Quellentext:
Item ksl. Mt. will auch yetz gein Würzburg ziehen. Dahin dann mein gnst. H. mit irer Mt. auch ziehen soll. Mitler zeit mag Hg. Georg von Sachsen auch da ankomen. Alsdann will sich ir Mt. mitsambt meinem gnst. H. mit denselben Ff. der obberurten sachen halb auch underreden und iren rat darin haben.

Sein ksl. Mt. will auch mit dem Bf. von Würzburg zu Meinz ziehen und mit Meinz handeln, in der erfurtischen sach die pilligkeit zu verfolgen, und wo er das nit tun wolt, alsdann mit im reden, das er es tun must.

[6.] Der hessischen sach halb will ksl. Mt. nichts anders darin handeln, sondern dareinsehen, das dem abschied zu Offenburg gelebt werde, doch, nachdem Landgf. Wilhelm yetz vil schulden ausser landes gemacht hat, das im sein gelt, so im zu geben verwilligt ist, zu seiner unterhaltung gegeben werde, damit er dieselben sein schuld bezalen und in das landgraftumb Hessen ziehen und sich daselbs unterhalten mog und darnach ferrer beschee, was derselb abschied innehalt und vermag, und das mein gnst. H. zu solchem, wie obsteet, auch verhelf.

Die ander zettel, so ksl. Mt. von meins gnst. H. wegen geantwurt ist

[7.] Der gülgischen sach halben bit euer ksl. Mt. ich von wegen meins bruder, vettern und mein wie vor, euer ksl. Mt. wolle uns mit demselben land zu unser gerechtigkeit gnediglich belehnen. Achte ich, es solle meinem brudern, vedtern und mir in der sachen dinstlich und furtreglich sein. Alsdann hetten wir auch euer Mt. gn. vergünstigung nach bey andern statlich umb hilf und beystant anzusuchen.

Gespeicherte Einträge:
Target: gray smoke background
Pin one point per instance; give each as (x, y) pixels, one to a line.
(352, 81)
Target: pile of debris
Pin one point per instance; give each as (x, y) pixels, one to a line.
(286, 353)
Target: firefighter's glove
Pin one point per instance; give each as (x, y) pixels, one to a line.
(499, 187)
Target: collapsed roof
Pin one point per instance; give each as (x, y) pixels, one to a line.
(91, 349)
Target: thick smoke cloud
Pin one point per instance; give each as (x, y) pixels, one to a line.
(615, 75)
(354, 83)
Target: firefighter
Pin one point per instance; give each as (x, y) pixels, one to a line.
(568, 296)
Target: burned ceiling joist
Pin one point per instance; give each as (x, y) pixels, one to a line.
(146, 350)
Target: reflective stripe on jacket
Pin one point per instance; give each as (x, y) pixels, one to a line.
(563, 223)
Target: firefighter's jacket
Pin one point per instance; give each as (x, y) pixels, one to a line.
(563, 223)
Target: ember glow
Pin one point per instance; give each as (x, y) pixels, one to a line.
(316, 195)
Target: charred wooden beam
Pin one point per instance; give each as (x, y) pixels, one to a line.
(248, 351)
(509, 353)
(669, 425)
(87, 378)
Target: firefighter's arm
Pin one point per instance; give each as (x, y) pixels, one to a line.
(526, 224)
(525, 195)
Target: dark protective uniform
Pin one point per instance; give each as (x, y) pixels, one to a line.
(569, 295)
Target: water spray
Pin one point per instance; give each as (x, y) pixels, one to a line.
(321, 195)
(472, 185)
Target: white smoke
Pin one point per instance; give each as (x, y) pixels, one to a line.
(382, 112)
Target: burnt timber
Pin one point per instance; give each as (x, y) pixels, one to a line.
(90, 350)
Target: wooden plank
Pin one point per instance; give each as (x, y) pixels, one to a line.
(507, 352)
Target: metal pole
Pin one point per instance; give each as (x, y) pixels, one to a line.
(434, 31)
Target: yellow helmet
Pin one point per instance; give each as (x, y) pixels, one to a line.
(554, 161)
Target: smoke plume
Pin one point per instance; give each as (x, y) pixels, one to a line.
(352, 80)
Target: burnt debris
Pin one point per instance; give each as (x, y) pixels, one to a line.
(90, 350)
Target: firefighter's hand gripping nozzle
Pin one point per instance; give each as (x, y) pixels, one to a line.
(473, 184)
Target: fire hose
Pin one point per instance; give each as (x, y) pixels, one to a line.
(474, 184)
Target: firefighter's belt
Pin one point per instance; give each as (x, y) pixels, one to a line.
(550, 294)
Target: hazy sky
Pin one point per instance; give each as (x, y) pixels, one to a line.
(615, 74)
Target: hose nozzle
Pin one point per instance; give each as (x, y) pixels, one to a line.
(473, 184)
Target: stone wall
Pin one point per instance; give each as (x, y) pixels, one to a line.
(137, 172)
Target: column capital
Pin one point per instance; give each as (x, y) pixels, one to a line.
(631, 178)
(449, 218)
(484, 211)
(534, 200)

Aufgabenstellung: Schreibe den Quellentext über die Verhandlungen mit der kaiserlichen Majestät im Anschluss an seinen letzten Satz weiter.

Antwort:
[8.] Erfurtisch sach halb: Nachdem euer ksl. Mt. nagst begert hat, irer Mt. in meinen sachen ein memorialzettel zu geben, darauf hab euer Mt. ich dieser sachen halb mit unterteniger bitt angezeigt, die in Erfurt in die acht zu declarirn und zu erkennen, in ansehung der gn. vertrostung, so euer Mt. mir derhalb getan. Darumb bitt ich noch unterteniglich, euer Mt. wolle sich hierin gnediglich erzeigen, damit mein bruder, ich und unser untertanen dieser beschwerung mogen entladen werden, in gn. bedenken, das euer Mt. mir gnediglich geschrieben, mich die erfurtisch sach, bey euer Mt. zu komen, nit irren zu lassen. Euer Mt. wolten mir entlich und erlich davon helfen, auch ansehen das beschwerlich gedulden, so euer Mt. zu untertenigem gefallen mein bruder und ich nu zwey jar gehabt, und das euer ksl. Mt. wir beide bisher unterteniglich gedient und, ob Got will, furder tun wollen. Das ich mich aber mit Meinz dieser zeit in handlung begeben solle, haben euer Mt. hievor mein beswerung und erbieten vernomen. Dafür ich in bedenkung desselben auch nochmals bitt.

[9.] Hessischen sachen halb bedanke gegen euer ksl. Mt. ich mich von wegen meins brudern, vedtern und mein gar unterteniglich, das euer ksl. Mt. nichts anders in derselben sachen handeln will, dann das dem abschied zu Offenburg soll gelebt werden, und was ich dazumal gewilligt, wollen mein brüder, vettern und ich daran sein und furdern, das dasselbig ausgericht, in untertenigem verhoffen, euer Mt. werden verfügen, das der Landgf. demselben abschied zu Offenburg nach ins Ft. Hessen gein Spangenberg bracht werd. Das wollen umb euer ksl. Mt. mein brüder, vettern und ich unterteniglich verdienen. Bitt gn. antwurt.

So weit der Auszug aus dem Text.